Task instructions
Locate every line in the listing below that contains the string "grass", matching case exactly, and copy each of those lines.

Dataset rows showing where objects appear
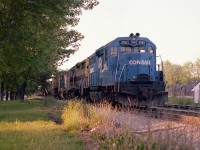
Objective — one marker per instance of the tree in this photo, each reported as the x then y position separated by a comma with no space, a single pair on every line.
35,35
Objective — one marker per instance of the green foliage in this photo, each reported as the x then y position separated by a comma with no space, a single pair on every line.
26,126
22,111
181,74
130,142
78,115
35,37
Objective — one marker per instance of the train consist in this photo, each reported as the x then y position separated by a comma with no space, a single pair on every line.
123,72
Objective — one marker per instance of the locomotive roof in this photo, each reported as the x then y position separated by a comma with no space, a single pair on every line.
116,41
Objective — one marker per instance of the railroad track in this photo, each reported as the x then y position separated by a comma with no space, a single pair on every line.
175,112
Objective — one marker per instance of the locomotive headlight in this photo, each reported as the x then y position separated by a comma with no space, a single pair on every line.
134,77
141,42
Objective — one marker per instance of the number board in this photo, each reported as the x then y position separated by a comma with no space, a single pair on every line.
125,42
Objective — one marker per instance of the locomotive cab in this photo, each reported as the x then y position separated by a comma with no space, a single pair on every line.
128,66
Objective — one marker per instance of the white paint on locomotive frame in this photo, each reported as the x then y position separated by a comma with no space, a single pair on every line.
140,62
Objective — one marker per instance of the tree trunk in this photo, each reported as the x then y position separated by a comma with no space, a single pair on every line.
22,91
11,94
18,91
7,95
2,90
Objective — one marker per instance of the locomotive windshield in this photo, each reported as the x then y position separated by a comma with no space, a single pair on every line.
137,49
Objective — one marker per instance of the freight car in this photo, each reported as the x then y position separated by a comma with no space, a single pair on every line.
124,72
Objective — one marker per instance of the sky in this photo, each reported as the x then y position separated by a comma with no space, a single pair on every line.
173,25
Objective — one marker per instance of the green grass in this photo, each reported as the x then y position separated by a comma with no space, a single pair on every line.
26,125
181,101
78,115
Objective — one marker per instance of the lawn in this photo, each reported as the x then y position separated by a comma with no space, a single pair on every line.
27,125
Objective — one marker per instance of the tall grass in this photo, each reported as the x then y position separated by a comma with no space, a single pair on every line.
181,101
27,125
78,115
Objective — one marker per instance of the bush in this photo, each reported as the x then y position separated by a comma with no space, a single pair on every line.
78,115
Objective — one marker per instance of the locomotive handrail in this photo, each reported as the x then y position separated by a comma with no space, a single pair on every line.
121,75
161,63
116,67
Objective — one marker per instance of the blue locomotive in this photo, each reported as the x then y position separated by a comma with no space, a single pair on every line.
124,72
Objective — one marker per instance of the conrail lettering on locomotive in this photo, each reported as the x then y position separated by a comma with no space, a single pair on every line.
139,62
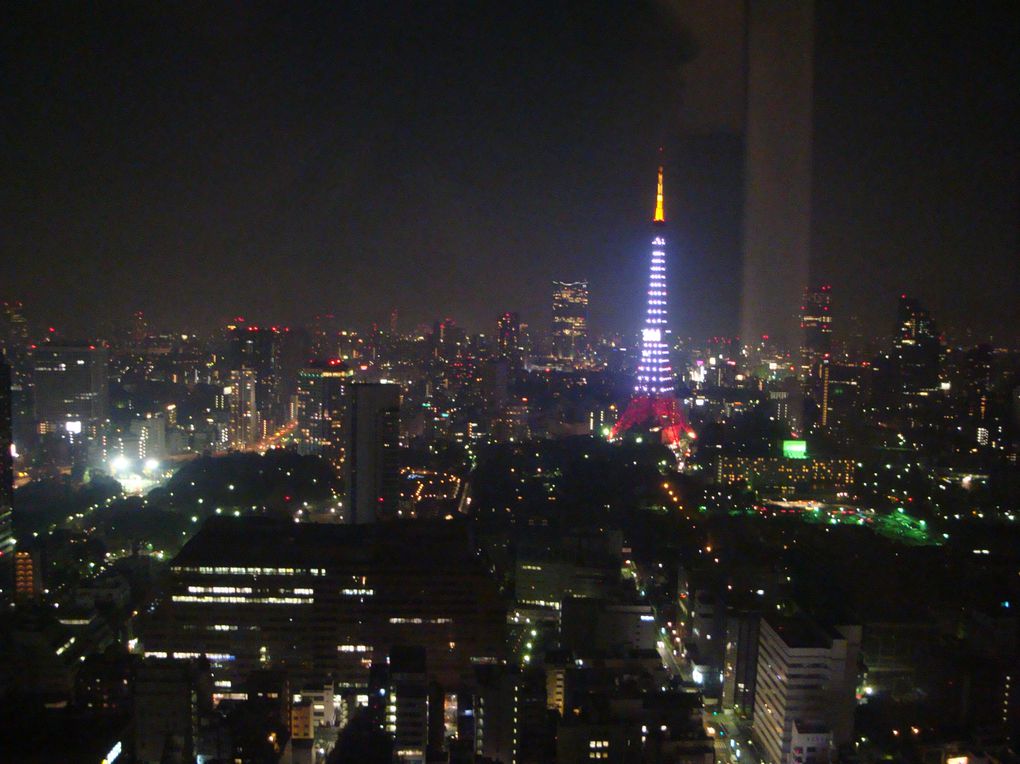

Written response
Objective — one marker per instance of the green grass in this photo, each reported as the x then y position separated by a comma with no space, a single pair on every line.
Objective — one marker per instance of the tall grass in this photo, each reported as the x then y position separated by a comma with no space, a single pair on every line.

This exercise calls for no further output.